BEGIN Excerpted text
CLC Overreaches in Next House CaseThe bickering between MIT and the Cambridge License Commission reached a new level last week, as Next House was called before the board to plead its case after an isolated drinking incident last summer. While well-intentioned, the CLC’s drive to control underage drinking disturbingly resembles an effort to control social life at the Institute.
That Next House had to appear before the CLC at all is hard to understand, as Next House is the least to blame for the incident. According to incident reports, the victim, an underage female, did most of her heavy drinking at a friend’s Boston apartment and only had a couple of drinks at Next House. After the victim fell ill, caregivers made the responsible choice to call for medical assistance. The Tech is curious as to why, of all cases, the CLC chose this isolated, responsibly handled incident as a example of underage drinking run wild.
The CLC’s overreaction also sets a dangerous precedent against caregivers seeking medical assistance for their intoxicated friends. When a partygoer has too much to drink, the most responsible choice their friends can make is to seek immediate medical attention. By attacking the responsible caregivers who call for help, however, the CLC does nothing more than encourage irresponsiblity. What will the board say in the future if an MIT student dies from alcohol poisoning simply because their friends feared eviction from their house?
Of even greater concern is the CLC’s attack on the function of graduate resident tutors in MIT dormitories. To better recognize potential problems on their halls, GRTs at MIT are encouraged to befriend and socialize with students, who then feel more comfortable coming to them with concerns. Part of the GRTs’ appeal is that they have neither the power nor the charge to punish students for their transgressions, thus making them better confidants for students in need of attention.
At the hearing, CLC member and acting Cambridge Fire Chief Gerald R. Reardon criticized MIT for not making GRTs responsible for enforcing alcohol regulations. Reardon’s criticism demonstrates the CLC’s misunderstanding of the GRT’s role. The CLC wants to make GRTs into policemen. However, students are unlikely to confide in someone who has a duty to rat them out, leaving the troubled and confused with no safe outlet for their concerns.
In an effort to appease the CLC, Next House representatives proposed a series of new initiatives, ostensibly designed to control underage drinking. The new policies, presented at the hearing by Next House President Jay R. Mitchell ’02, include mandatory student patrolling of all gatherings with alcohol present and an arbitrary fine for any floor on which an individual commits an alcohol violation.
END Excerpted text
BEGIN Data excerpts
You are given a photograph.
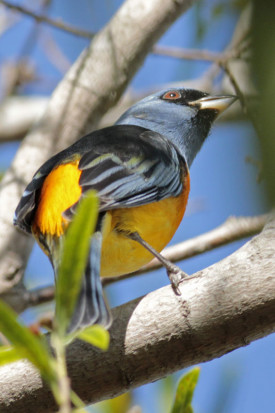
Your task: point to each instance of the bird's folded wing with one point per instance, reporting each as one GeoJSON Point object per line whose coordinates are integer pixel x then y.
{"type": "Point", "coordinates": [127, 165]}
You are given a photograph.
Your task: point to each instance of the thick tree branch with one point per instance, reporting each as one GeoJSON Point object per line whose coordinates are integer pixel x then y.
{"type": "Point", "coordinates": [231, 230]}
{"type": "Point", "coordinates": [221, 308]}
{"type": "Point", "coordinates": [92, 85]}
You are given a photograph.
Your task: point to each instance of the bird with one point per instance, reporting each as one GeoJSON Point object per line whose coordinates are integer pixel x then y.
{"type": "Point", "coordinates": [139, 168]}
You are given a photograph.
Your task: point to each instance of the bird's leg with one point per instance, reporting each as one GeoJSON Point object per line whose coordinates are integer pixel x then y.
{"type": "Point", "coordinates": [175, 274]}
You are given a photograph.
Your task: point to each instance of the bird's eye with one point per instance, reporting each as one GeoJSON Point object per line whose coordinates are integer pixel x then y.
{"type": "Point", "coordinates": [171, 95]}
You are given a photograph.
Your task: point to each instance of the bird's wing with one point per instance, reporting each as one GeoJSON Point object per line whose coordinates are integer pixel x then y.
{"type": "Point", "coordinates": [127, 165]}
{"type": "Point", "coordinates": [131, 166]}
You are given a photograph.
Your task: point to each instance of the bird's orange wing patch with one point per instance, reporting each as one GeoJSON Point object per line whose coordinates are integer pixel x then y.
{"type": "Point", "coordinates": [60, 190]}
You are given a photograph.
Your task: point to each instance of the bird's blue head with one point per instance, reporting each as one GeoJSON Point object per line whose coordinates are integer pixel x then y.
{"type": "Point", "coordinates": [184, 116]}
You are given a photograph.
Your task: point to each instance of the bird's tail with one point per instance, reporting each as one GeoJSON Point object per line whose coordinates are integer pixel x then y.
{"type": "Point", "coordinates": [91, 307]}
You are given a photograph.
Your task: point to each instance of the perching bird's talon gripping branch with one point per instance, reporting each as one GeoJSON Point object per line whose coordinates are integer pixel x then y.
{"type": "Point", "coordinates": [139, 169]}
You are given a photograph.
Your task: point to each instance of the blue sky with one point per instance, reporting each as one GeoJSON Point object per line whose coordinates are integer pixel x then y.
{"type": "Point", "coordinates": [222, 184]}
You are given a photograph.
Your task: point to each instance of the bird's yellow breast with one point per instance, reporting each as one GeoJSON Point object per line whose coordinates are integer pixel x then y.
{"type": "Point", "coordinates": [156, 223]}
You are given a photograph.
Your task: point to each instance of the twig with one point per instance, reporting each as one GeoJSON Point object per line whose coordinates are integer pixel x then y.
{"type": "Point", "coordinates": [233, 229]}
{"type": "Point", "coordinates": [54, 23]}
END Data excerpts
BEGIN Data excerpts
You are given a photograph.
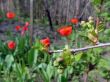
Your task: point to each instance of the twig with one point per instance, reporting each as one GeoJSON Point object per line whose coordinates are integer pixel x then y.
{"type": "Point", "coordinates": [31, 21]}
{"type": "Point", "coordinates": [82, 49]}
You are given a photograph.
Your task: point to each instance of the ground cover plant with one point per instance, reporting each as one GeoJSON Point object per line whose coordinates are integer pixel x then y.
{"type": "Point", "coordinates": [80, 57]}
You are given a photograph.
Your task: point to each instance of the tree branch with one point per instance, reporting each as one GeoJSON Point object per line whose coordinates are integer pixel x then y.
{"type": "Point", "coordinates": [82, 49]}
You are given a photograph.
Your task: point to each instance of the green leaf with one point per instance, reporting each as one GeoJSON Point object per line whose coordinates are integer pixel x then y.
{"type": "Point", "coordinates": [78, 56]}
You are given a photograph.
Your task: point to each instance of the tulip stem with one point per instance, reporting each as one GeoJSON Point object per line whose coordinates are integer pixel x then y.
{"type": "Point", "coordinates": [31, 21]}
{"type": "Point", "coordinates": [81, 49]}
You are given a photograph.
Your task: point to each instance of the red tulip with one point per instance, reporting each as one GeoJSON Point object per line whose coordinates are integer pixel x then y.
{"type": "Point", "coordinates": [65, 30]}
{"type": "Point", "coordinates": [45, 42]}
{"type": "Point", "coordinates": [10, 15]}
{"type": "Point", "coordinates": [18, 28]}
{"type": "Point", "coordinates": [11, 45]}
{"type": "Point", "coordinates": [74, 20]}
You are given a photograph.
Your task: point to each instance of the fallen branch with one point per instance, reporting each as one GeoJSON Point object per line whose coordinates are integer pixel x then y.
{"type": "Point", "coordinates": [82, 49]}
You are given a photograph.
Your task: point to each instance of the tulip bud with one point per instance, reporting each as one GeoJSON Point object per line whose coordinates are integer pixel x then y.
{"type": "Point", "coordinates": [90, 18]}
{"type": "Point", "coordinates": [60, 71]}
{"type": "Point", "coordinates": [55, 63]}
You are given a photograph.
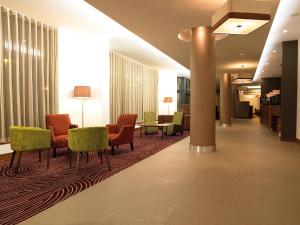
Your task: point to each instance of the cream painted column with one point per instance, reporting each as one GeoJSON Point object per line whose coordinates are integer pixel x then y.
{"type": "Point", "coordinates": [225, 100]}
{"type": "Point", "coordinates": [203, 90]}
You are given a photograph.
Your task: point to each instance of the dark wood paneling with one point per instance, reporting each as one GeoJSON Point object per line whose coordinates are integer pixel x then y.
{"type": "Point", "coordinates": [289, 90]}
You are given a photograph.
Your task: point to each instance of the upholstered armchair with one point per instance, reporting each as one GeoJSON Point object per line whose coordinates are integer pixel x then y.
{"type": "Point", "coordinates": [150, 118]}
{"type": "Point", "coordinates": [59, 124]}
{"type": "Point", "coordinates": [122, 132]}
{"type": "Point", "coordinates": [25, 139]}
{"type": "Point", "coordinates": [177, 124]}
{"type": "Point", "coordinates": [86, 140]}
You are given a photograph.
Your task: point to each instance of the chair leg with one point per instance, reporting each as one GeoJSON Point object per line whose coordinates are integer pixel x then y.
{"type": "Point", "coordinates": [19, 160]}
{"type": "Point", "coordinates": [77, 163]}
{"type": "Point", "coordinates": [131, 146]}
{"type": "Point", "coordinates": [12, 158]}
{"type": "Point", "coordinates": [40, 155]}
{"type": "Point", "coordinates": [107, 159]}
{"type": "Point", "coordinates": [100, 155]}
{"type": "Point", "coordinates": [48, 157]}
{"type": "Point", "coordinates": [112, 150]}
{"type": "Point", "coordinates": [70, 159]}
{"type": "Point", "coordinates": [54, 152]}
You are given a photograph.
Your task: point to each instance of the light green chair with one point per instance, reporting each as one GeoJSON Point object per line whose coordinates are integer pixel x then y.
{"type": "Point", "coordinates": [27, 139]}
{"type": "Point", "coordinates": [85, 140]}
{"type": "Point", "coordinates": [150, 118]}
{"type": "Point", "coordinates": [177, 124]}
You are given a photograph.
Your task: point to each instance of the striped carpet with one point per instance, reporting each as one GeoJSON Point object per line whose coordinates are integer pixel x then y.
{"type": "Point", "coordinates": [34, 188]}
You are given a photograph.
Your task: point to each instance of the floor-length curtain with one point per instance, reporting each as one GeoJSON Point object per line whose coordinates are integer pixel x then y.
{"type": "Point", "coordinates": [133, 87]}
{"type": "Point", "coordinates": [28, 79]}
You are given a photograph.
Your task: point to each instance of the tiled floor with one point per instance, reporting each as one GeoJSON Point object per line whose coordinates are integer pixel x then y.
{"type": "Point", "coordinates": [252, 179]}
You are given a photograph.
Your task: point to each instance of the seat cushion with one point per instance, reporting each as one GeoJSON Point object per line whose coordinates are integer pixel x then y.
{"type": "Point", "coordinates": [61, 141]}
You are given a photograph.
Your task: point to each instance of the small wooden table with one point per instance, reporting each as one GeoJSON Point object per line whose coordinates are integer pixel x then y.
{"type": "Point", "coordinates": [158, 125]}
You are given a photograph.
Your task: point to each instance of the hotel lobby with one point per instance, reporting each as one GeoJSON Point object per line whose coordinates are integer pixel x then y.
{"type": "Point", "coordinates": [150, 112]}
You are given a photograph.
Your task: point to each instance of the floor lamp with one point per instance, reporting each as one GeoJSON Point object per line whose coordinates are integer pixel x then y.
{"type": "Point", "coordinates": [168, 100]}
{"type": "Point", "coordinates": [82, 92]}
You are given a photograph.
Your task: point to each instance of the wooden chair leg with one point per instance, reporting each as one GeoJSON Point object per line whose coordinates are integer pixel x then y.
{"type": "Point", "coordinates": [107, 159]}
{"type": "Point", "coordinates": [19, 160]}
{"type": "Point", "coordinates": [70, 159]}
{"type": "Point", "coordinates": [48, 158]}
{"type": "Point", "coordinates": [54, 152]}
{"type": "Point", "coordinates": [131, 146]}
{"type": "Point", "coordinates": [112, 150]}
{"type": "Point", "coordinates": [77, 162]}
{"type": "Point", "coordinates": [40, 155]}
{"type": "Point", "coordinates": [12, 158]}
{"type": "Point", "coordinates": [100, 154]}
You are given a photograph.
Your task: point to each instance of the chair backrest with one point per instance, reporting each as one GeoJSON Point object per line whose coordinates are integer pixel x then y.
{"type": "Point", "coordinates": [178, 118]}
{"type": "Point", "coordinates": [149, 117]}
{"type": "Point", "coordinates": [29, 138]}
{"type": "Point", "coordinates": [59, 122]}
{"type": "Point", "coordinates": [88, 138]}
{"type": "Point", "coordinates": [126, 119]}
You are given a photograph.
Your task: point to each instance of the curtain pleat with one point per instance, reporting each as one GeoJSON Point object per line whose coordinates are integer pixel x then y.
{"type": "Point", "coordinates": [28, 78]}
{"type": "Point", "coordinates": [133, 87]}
END Data excerpts
BEGIN Data excerpts
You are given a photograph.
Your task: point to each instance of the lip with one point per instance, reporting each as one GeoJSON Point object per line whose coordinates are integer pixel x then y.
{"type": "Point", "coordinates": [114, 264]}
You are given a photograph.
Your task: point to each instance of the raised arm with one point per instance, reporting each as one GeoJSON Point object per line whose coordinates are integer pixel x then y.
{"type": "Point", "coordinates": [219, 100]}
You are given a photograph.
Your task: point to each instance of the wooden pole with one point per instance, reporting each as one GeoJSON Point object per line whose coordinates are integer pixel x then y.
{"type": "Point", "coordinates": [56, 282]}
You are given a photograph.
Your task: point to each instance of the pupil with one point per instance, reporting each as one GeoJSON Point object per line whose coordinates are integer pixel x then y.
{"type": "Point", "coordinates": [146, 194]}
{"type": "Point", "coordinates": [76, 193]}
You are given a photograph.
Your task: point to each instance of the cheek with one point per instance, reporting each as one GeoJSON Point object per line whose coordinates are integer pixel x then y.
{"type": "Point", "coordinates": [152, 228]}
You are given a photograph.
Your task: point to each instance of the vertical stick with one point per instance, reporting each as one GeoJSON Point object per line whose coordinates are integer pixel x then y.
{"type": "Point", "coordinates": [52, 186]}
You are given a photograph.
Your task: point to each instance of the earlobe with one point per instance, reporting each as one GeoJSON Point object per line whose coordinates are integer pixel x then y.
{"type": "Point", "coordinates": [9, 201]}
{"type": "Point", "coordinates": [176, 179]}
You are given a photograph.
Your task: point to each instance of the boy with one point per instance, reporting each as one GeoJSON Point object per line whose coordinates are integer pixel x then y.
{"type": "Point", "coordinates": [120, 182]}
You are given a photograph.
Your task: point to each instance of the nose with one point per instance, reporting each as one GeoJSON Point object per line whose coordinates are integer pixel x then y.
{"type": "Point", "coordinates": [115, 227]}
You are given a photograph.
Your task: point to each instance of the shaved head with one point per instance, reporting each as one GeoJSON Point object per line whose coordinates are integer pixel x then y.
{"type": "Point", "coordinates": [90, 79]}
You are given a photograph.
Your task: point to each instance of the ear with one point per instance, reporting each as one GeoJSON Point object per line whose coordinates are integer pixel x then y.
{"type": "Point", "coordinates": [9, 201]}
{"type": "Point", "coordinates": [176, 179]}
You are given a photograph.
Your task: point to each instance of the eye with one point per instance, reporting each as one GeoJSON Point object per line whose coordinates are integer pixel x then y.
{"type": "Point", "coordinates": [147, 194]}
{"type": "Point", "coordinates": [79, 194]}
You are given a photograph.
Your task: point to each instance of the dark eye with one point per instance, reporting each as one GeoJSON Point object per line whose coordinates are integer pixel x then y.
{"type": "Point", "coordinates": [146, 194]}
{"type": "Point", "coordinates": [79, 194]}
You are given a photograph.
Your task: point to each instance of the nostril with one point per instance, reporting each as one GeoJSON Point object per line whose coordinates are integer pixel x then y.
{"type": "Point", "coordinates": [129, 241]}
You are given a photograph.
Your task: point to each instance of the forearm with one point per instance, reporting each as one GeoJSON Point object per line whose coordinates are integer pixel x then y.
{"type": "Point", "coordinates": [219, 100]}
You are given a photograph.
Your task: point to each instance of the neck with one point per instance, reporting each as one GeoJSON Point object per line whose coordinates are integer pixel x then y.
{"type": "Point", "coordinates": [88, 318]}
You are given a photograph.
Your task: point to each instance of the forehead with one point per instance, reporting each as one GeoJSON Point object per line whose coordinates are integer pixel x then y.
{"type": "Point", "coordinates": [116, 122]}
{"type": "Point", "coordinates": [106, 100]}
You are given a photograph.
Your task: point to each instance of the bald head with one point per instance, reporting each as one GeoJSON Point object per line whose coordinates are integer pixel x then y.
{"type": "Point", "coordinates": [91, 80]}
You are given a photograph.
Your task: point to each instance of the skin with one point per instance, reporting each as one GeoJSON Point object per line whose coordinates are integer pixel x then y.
END Data excerpts
- _Problem details_: Copy the editorial on the Next House case word for word, from "CLC Overreaches in" to "at the Institute.".

- _Worked solution_:
CLC Overreaches in Next House CaseThe bickering between MIT and the Cambridge License Commission reached a new level last week, as Next House was called before the board to plead its case after an isolated drinking incident last summer. While well-intentioned, the CLC’s drive to control underage drinking disturbingly resembles an effort to control social life at the Institute.